### Work to complete
Determine how many lines in the entries below include "edges". The reply should be that number and nothing else.

### Entries shown
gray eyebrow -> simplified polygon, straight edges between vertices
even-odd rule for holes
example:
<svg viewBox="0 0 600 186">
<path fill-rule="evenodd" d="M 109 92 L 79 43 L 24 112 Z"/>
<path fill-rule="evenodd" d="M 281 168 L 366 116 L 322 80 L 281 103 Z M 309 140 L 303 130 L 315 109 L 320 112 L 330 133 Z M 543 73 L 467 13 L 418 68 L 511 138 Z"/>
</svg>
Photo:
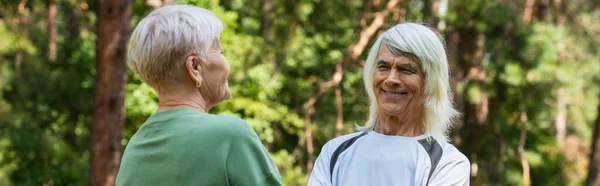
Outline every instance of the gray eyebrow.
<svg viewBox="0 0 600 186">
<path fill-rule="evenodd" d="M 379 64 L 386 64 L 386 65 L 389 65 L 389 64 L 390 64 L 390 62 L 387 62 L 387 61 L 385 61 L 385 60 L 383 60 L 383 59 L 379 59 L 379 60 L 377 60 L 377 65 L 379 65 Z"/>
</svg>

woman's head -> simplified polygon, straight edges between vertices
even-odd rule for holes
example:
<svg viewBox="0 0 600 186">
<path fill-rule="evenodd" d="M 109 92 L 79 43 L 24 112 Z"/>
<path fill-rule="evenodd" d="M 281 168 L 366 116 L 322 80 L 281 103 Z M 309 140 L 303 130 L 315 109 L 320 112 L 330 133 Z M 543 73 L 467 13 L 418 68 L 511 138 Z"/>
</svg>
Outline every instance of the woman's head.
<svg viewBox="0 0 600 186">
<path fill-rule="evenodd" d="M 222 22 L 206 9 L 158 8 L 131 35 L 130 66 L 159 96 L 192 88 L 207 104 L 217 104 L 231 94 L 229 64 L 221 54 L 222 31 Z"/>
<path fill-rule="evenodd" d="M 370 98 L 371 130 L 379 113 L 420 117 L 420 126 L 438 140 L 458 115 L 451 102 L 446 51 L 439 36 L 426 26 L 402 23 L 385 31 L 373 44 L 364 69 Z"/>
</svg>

...

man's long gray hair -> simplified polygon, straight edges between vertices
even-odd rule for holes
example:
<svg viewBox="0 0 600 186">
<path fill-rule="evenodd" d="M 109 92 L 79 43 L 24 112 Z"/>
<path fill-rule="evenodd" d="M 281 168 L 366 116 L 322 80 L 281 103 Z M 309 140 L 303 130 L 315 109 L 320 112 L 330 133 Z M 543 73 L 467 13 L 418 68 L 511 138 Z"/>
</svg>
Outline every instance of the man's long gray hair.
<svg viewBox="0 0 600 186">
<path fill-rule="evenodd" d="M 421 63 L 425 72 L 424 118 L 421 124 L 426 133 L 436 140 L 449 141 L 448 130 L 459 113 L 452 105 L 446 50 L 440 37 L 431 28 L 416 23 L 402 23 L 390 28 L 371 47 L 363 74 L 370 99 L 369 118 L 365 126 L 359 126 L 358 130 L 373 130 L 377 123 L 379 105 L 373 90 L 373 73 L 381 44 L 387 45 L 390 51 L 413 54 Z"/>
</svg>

### Reply to the exercise
3